#### EXERCISE:
Reproduce every one of the records below line for line, with no changes.

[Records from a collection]
"""
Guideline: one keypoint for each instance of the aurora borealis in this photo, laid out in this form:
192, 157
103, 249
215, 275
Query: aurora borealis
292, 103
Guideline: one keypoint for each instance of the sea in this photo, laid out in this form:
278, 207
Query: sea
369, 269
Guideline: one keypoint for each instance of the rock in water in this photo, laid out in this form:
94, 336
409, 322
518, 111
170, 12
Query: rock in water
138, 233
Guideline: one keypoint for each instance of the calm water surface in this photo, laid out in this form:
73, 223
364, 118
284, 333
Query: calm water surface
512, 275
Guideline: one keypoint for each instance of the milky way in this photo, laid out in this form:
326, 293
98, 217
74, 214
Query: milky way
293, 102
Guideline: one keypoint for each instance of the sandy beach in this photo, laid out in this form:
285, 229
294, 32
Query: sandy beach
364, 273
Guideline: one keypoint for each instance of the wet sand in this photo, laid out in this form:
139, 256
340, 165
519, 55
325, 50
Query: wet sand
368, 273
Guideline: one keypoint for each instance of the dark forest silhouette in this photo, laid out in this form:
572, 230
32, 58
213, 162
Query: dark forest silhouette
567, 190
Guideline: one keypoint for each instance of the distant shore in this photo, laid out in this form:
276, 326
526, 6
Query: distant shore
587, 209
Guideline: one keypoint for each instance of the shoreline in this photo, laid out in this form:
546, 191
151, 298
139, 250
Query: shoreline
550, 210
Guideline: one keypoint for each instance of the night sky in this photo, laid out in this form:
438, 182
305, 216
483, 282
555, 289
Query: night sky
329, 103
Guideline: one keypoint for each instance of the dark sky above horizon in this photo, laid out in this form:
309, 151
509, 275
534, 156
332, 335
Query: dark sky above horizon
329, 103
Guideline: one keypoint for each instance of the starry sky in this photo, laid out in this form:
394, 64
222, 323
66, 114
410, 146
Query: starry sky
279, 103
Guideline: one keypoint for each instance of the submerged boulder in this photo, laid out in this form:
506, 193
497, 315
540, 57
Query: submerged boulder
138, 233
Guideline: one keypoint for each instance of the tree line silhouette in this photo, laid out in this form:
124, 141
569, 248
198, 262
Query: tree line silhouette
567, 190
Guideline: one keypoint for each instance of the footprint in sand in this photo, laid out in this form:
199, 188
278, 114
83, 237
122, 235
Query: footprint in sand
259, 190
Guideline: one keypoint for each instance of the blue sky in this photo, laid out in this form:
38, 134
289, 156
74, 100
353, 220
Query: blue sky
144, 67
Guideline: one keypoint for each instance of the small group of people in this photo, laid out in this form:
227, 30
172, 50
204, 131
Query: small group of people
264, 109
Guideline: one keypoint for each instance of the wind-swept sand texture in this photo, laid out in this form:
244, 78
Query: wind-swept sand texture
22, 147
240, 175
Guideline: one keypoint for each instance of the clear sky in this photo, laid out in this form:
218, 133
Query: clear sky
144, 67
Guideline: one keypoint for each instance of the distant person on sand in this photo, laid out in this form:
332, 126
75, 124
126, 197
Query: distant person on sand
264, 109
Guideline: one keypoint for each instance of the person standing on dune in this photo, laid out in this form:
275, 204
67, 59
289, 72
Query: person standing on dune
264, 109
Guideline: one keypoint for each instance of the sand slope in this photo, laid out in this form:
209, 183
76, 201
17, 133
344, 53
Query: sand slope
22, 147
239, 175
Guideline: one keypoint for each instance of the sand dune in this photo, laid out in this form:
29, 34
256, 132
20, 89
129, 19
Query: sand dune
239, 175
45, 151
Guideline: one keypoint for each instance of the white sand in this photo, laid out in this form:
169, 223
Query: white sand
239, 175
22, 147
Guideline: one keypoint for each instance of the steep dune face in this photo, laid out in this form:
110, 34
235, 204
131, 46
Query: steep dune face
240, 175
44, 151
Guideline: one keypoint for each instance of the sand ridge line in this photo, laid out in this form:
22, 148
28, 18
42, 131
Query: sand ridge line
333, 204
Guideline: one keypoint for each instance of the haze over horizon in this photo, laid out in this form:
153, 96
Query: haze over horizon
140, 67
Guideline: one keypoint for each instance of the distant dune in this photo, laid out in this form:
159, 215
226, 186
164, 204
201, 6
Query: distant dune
"""
#### ANSWER TO THE EXERCISE:
Guideline: one keypoint for each instance of the aurora borealis in this photo, laid out in this form:
192, 157
103, 249
215, 275
Query: aurora borealis
292, 103
Guideline: one keypoint for each instance of the sea in this photo, laid out in this form:
278, 207
Query: sea
369, 269
Guideline: one keypoint for each instance of the rock in water in this photo, laid out in this form:
94, 336
409, 322
518, 111
170, 12
Query: rock in water
138, 233
Guideline: one keypoint for each instance of the calm water surface in this photo, laid out in this form:
73, 223
364, 118
284, 333
Query: calm water surface
512, 275
Guideline: one keypoint for each instance of the milky way in this photo, laid out in this form:
326, 293
98, 217
74, 214
Query: milky way
293, 102
Guideline: one keypoint for each instance of the sandy beach in this photo, laid out in this form:
285, 229
294, 32
Query: sandy beach
364, 273
Guideline: one keypoint for each instance of the wet sand in this photo, laid out in this form:
139, 256
340, 165
519, 55
325, 50
Query: wet sand
368, 273
Guideline: one keypoint for each instance of the dark forest silhouette in this photo, laid out in this form:
572, 230
32, 58
213, 162
Query: dark forest silhouette
567, 190
Guideline: one keypoint for each instance of the distant shore in this photo, laid out in this form:
276, 326
526, 6
Query: distant shore
587, 209
Guideline: one keypoint for each instance of the shoreline in this photo, laid out in this form:
546, 191
151, 298
139, 250
Query: shoreline
550, 210
Guideline: one keypoint for each instance of the night sky in this photo, laid out in this form:
438, 182
305, 216
483, 282
555, 289
Query: night sky
329, 103
Guideline: one keypoint for each instance of the dark sky above horizon in this photo, laid out in this form:
309, 151
509, 275
534, 156
332, 335
Query: dark sky above horizon
329, 103
Guideline: one keypoint for each instance of the starry sky in this photo, laid out in this form:
394, 64
222, 323
66, 114
410, 146
Query: starry sky
279, 103
Guideline: one keypoint for each instance of the submerged boulder in this photo, laid out in this form:
506, 193
497, 315
540, 57
Query: submerged boulder
138, 233
Guideline: one keypoint for each instance of the tree line silhouette in this photo, laid out in this form:
124, 141
569, 248
198, 262
Query: tree line silhouette
567, 190
Guideline: one keypoint for each instance of the footprint in sand in this photo, laid out in this form:
199, 188
278, 114
83, 237
122, 235
Query: footprint in sand
259, 190
Guideline: one keypoint for each instance of the blue sky in this photo, laid out in this form:
38, 134
289, 156
74, 100
353, 220
Query: blue sky
144, 67
Guideline: one keypoint for each instance of the small group of people in this photo, laid out in this form:
227, 30
172, 50
204, 131
Query: small group of people
264, 109
Guideline: one keypoint for each instance of the wind-swept sand texture in this photo, laid out in this form:
244, 78
Query: wind-swept sand texture
22, 147
240, 175
Guideline: one keypoint for each instance of the clear sky in this photo, laid out in this form:
218, 133
Query: clear sky
144, 67
Guideline: one keypoint for each instance of the distant person on sand in this photo, laid out in this form:
332, 126
75, 124
126, 197
Query: distant person on sand
264, 109
Guideline: one keypoint for each instance of the person standing on dune in this photo, laid out in this form:
275, 204
67, 59
289, 72
Query: person standing on dune
264, 109
Guideline: one keypoint for each instance of the sand slope in this photo, laid out in this form:
209, 183
76, 201
17, 133
344, 53
Query: sand slope
22, 147
239, 175
Guideline: one keypoint for each instance of the sand dune in this photo, laid out in this form:
29, 34
256, 132
20, 89
129, 19
Query: sand dune
239, 175
45, 151
Guideline: one keypoint for each instance of the white sand in this photo, laid out in this form:
169, 223
Query: white sand
239, 175
22, 147
Guideline: one keypoint for each instance of the steep dune face in this photo, laid out in this form:
110, 34
235, 204
131, 46
Query: steep dune face
240, 175
44, 151
Guideline: one keypoint for each instance of the sand ridge line in this photo, laid out in this form:
22, 148
28, 18
42, 131
Query: sand ridge line
333, 204
Guideline: one keypoint for each instance of the haze over horizon in this photo, laid out in this form:
153, 96
Query: haze over horizon
140, 67
Guideline: one keypoint for each instance of the distant dune in this photo, laid out in this form:
159, 215
226, 186
164, 204
201, 6
Query: distant dune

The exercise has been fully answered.